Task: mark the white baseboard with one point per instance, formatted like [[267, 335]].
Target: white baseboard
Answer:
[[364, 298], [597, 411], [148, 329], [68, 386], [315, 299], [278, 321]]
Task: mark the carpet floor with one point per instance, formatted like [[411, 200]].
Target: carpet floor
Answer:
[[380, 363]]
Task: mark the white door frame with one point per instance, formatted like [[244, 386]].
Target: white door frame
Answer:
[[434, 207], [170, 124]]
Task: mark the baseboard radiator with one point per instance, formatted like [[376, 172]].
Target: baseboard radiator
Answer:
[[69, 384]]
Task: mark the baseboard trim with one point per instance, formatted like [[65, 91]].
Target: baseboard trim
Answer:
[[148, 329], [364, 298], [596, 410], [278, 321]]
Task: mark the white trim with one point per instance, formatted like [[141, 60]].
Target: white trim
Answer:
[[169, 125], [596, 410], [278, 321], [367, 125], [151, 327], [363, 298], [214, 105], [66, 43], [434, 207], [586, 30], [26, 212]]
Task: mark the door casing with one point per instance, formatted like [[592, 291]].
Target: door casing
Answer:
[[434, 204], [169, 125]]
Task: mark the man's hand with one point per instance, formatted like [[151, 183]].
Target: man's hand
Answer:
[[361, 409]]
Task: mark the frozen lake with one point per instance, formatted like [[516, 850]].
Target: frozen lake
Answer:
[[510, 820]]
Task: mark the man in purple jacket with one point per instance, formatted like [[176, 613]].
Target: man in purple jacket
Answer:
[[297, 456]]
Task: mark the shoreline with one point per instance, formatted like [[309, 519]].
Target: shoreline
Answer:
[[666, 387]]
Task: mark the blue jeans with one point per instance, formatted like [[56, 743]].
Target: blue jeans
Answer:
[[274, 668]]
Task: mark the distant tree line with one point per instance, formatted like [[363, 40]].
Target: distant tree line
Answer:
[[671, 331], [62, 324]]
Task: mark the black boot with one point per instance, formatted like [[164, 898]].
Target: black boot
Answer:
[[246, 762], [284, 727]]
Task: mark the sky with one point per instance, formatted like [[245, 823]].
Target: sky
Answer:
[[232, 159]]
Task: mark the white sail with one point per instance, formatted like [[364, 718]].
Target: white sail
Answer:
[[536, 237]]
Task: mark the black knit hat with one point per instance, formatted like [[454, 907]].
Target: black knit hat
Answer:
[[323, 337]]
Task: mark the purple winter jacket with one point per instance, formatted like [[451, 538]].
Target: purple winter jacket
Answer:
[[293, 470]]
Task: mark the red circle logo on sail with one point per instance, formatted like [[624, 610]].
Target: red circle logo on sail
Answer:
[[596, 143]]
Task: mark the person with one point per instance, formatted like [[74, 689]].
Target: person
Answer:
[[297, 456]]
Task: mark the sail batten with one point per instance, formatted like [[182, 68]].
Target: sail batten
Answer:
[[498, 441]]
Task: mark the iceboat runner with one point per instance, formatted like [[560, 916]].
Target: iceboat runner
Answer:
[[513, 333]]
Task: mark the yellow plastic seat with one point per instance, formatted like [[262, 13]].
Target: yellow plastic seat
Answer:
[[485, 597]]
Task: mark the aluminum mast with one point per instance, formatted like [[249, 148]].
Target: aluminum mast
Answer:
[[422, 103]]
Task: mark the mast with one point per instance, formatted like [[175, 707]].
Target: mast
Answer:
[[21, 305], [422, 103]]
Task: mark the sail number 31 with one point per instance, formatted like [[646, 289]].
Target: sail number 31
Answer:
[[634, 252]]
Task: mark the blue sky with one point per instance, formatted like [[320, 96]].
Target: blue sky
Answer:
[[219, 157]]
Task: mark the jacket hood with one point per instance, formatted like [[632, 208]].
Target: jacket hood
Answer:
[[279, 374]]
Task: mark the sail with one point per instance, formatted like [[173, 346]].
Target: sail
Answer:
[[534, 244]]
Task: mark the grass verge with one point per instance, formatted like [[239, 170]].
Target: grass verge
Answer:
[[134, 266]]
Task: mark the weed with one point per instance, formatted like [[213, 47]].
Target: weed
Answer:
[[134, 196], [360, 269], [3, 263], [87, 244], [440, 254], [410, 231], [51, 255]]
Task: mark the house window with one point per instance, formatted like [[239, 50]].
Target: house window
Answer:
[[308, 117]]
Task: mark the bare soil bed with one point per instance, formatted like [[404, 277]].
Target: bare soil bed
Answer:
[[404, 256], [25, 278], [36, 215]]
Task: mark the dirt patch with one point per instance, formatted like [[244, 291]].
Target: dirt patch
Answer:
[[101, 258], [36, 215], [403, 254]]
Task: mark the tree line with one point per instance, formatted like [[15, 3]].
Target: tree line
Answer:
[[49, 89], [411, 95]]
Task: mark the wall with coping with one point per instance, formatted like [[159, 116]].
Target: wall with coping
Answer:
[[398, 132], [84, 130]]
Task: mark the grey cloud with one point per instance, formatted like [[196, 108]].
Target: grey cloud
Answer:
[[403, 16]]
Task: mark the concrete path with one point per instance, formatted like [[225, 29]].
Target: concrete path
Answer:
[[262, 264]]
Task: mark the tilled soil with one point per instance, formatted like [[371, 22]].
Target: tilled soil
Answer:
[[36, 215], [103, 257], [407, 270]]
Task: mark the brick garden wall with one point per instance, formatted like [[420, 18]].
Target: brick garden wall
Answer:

******

Short task: Rewrite every line of the material above as a Markdown table with the columns "Row" and "Line", numbering the rows in order and omitting blank lines.

The answer:
| Row | Line |
|---|---|
| 1 | Task: mark the white baseboard with one point per instance, formatted like [[267, 335]]. |
| 2 | Target: white baseboard |
| 3 | Answer: |
| 4 | [[364, 298], [597, 411], [148, 329], [68, 386], [315, 299], [278, 321]] |
| 5 | Task: mark the carpet floor with one point per instance, formatted like [[411, 200]]. |
| 6 | Target: carpet floor |
| 7 | Answer: |
| 8 | [[380, 363]] |
| 9 | Task: mark the white door frame with one point per instance, formatted like [[244, 386]]. |
| 10 | Target: white door frame |
| 11 | Answer: |
| 12 | [[434, 207], [170, 124]] |
| 13 | Task: mark the baseboard radiator with one point per instance, formatted like [[376, 172]]. |
| 14 | Target: baseboard radiator |
| 15 | Answer: |
| 16 | [[69, 384]] |
| 17 | Task: mark the baseboard trim with one point per instance, formatted like [[65, 91]]. |
| 18 | Target: baseboard trim |
| 19 | Answer: |
| 20 | [[148, 329], [364, 298], [596, 410], [278, 321]] |
| 21 | Task: mark the white trim with one point per instance, formatted like [[141, 60]]. |
| 22 | Target: white trim |
| 23 | Answer: |
| 24 | [[169, 125], [596, 410], [278, 321], [367, 125], [151, 327], [363, 298], [214, 105], [66, 43], [434, 207], [586, 30], [26, 212]] |
| 25 | Task: mark the door casing with one point per instance, formatted like [[592, 291]]. |
| 26 | Target: door casing |
| 27 | Answer: |
| 28 | [[434, 204], [169, 125]] |
| 29 | Task: mark the man's hand with one point per instance, formatted like [[151, 183]]. |
| 30 | Target: man's hand |
| 31 | Answer: |
| 32 | [[361, 409]] |
| 33 | Task: mark the frozen lake with one point per instance, formatted like [[516, 850]]. |
| 34 | Target: frozen lake |
| 35 | Answer: |
| 36 | [[510, 820]] |
| 37 | Task: mark the man in purple jacket with one point per instance, formatted like [[176, 613]]. |
| 38 | Target: man in purple jacket |
| 39 | Answer: |
| 40 | [[297, 456]] |
| 41 | Task: mark the shoreline with one point per instance, formatted like [[309, 519]]. |
| 42 | Target: shoreline |
| 43 | Answer: |
| 44 | [[666, 387]] |
| 45 | Task: mark the blue jeans with one point per instance, formatted like [[56, 743]]. |
| 46 | Target: blue jeans |
| 47 | Answer: |
| 48 | [[274, 668]] |
| 49 | Task: mark the distant tree line with one point per instance, formatted like [[363, 40]]. |
| 50 | Target: distant tree line |
| 51 | Answer: |
| 52 | [[671, 331], [62, 324]] |
| 53 | Task: mark the black boot with one point per instance, formatted like [[164, 898]]. |
| 54 | Target: black boot |
| 55 | Answer: |
| 56 | [[246, 762], [284, 727]] |
| 57 | Task: mark the sky with one point per instance, formatted like [[245, 823]]. |
| 58 | Target: sky |
| 59 | Answer: |
| 60 | [[232, 159]] |
| 61 | Task: mark the white sail with one point per instance, formatted like [[364, 718]]. |
| 62 | Target: white sail |
| 63 | Answer: |
| 64 | [[536, 237]] |
| 65 | Task: mark the black knit hat with one point per instance, formatted like [[454, 907]]. |
| 66 | Target: black knit hat |
| 67 | Answer: |
| 68 | [[323, 337]] |
| 69 | Task: mark the purple winter jacket with one point per instance, formatted like [[451, 538]]. |
| 70 | Target: purple winter jacket |
| 71 | Answer: |
| 72 | [[293, 470]] |
| 73 | Task: mark the red circle logo on sail with one point per instance, formatted like [[624, 610]]. |
| 74 | Target: red circle logo on sail |
| 75 | Answer: |
| 76 | [[596, 143]] |
| 77 | Task: mark the person with one point per instance, formatted like [[74, 689]]. |
| 78 | Target: person |
| 79 | Answer: |
| 80 | [[297, 456]] |
| 81 | Task: mark the sail batten with one point per instance, formatted like [[182, 68]]. |
| 82 | Target: sail batten |
| 83 | Answer: |
| 84 | [[498, 441]] |
| 85 | Task: mark the iceboat runner with one point per instance, formatted like [[560, 916]]. |
| 86 | Target: iceboat runner |
| 87 | Answer: |
| 88 | [[513, 333]] |
| 89 | Task: mark the yellow plastic seat with one point per instance, formatted like [[262, 13]]. |
| 90 | Target: yellow plastic seat |
| 91 | Answer: |
| 92 | [[485, 597]] |
| 93 | Task: mark the aluminum mast with one point per instance, formatted like [[249, 148]]. |
| 94 | Target: aluminum mast |
| 95 | Answer: |
| 96 | [[422, 103]] |
| 97 | Task: mark the mast with one point per instance, formatted like [[175, 707]]. |
| 98 | Target: mast |
| 99 | Answer: |
| 100 | [[21, 305], [422, 103]] |
| 101 | Task: mark the sail number 31 with one point per instance, formatted like [[646, 289]]. |
| 102 | Target: sail number 31 |
| 103 | Answer: |
| 104 | [[634, 252]] |
| 105 | Task: mark the blue sky with one point per instance, formatted like [[320, 96]]. |
| 106 | Target: blue sky |
| 107 | Answer: |
| 108 | [[219, 157]] |
| 109 | Task: mark the jacket hood with one point per instance, formatted like [[632, 208]]. |
| 110 | Target: jacket hood |
| 111 | Answer: |
| 112 | [[279, 374]] |
| 113 | Task: mark the sail with one point per instance, formatted like [[173, 346]]. |
| 114 | Target: sail |
| 115 | Answer: |
| 116 | [[534, 244]] |
| 117 | Task: mark the grass verge with one point per instance, formatted like [[239, 170]]. |
| 118 | Target: grass verge |
| 119 | Answer: |
| 120 | [[134, 266]] |
| 121 | Task: mark the weed with one point per instance, formatted like [[213, 47]]. |
| 122 | Target: weed |
| 123 | Answer: |
| 124 | [[134, 196], [360, 269], [3, 263], [87, 244], [440, 254], [410, 231], [51, 255]] |
| 125 | Task: mark the house window with one point per instance, formatted like [[239, 50]]. |
| 126 | Target: house window |
| 127 | Answer: |
| 128 | [[308, 117]] |
| 129 | Task: mark the bare soil bed with one point per instance, formatted like [[404, 277]]. |
| 130 | Target: bare soil bed |
| 131 | Answer: |
| 132 | [[404, 256], [25, 278], [36, 215]] |
| 133 | Task: mark the dirt patch with one point per instance, formatted like [[244, 291]]. |
| 134 | Target: dirt patch |
| 135 | Answer: |
| 136 | [[101, 258], [36, 215], [403, 254]] |
| 137 | Task: mark the tree line with one point per instance, formatted like [[15, 3]]. |
| 138 | Target: tree line |
| 139 | Answer: |
| 140 | [[49, 89], [411, 95]] |
| 141 | Task: mark the wall with coping with one point per instance, formatted like [[159, 116]]. |
| 142 | Target: wall with coping |
| 143 | Answer: |
| 144 | [[398, 132], [84, 130]] |
| 145 | Task: mark the grey cloud with one point per instance, formatted like [[196, 108]]. |
| 146 | Target: grey cloud |
| 147 | Answer: |
| 148 | [[403, 16]] |
| 149 | Task: mark the concrete path with one point per instance, formatted like [[225, 29]]. |
| 150 | Target: concrete path |
| 151 | Answer: |
| 152 | [[262, 264]] |
| 153 | Task: mark the tilled soil with one point per instance, formatted like [[371, 22]]. |
| 154 | Target: tilled soil |
| 155 | Answer: |
| 156 | [[36, 215], [103, 257], [407, 270]] |
| 157 | Task: mark the brick garden wall with one point per instance, formatted like [[420, 18]]. |
| 158 | Target: brick garden wall |
| 159 | Answer: |